▸ Passage provided:
--- START ---

In the Global Compact for Migration, “migrant” is not defined explicitly. In the document, “migrant” often seems to refer to someone who has crossed an international border, but sometimes it looks like it refers to someone who is not a citizen of the country where they live.

That these two concepts are not interchangeable can be seen most dramatically in the case of the at least 15m people in the world who have citizenship of no country at all, including the country where they live. Many of these people will have never crossed an international border.

There are also cases where citizens are identified as “illegal immigrants” in their countries of citizenship until they can prove otherwise. Australia’s most famous case is that of Vivian Alvarez Solon, an Australian citizen who was detained and deported to the Philippines in 2001 without her family’s knowledge. She returned in 2005 and was awarded compensation. There are also reports of more recent wrongful immigration detentions of Australian citizens.

In April 2018, the LA Times also revealed that at least 1,480 US citizens had been held in US immigration detention since 2012.

In the UK, in the wake of the “Windrush scandal”, it was revealed that people who had lived in the country in some cases for over half a century were subject to migration control and even deportation. This includes those who entered the country as citizens or who had become citizens.

--- END ---

▸ Set of tasks:
a) Extract the whole passage on who counts as a migrant, word for word.
b) Gather every line of the listing that contains the string "window", treating uppercase and lowercase as different.
The passage on who counts as a migrant has no connection to the listing.

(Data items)

--- START ---

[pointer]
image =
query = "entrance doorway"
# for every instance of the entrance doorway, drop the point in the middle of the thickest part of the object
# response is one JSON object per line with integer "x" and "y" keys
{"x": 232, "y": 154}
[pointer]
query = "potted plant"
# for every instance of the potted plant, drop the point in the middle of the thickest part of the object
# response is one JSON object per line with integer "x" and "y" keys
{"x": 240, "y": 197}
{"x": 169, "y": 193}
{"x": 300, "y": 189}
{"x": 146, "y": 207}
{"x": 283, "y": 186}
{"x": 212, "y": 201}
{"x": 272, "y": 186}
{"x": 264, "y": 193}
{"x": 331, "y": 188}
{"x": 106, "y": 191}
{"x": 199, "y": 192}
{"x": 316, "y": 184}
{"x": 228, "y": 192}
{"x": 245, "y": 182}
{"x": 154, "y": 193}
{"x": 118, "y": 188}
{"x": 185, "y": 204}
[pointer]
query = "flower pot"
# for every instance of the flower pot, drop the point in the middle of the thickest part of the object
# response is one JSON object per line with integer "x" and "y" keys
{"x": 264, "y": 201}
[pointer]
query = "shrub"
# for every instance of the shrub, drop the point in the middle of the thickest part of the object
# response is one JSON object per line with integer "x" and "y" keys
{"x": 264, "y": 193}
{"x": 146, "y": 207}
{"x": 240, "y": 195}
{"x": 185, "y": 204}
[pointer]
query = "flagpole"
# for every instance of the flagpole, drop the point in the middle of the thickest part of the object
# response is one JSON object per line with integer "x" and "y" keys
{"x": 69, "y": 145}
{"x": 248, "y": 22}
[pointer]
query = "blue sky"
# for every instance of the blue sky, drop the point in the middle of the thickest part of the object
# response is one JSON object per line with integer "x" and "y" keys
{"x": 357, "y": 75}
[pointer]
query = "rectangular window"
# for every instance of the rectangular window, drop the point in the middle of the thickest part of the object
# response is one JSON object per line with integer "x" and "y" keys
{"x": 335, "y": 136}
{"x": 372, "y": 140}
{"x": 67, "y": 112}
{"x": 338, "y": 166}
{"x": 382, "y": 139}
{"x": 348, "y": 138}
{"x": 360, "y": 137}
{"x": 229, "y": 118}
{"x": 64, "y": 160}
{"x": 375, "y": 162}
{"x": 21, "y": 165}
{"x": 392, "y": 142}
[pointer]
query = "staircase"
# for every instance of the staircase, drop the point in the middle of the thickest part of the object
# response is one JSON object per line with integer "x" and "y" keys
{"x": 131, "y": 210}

--- END ---

▸ Solutions to the tasks:
a)
In the Global Compact for Migration, “migrant” is not defined explicitly. In the document, “migrant” often seems to refer to someone who has crossed an international border, but sometimes it looks like it refers to someone who is not a citizen of the country where they live.

That these two concepts are not interchangeable can be seen most dramatically in the case of the at least 15m people in the world who have citizenship of no country at all, including the country where they live. Many of these people will have never crossed an international border.

There are also cases where citizens are identified as “illegal immigrants” in their countries of citizenship until they can prove otherwise. Australia’s most famous case is that of Vivian Alvarez Solon, an Australian citizen who was detained and deported to the Philippines in 2001 without her family’s knowledge. She returned in 2005 and was awarded compensation. There are also reports of more recent wrongful immigration detentions of Australian citizens.

In April 2018, the LA Times also revealed that at least 1,480 US citizens had been held in US immigration detention since 2012.

In the UK, in the wake of the “Windrush scandal”, it was revealed that people who had lived in the country in some cases for over half a century were subject to migration control and even deportation. This includes those who entered the country as citizens or who had become citizens.

b)
query = "rectangular window"
# for every instance of the rectangular window, drop the point in the middle of the thickest part of the object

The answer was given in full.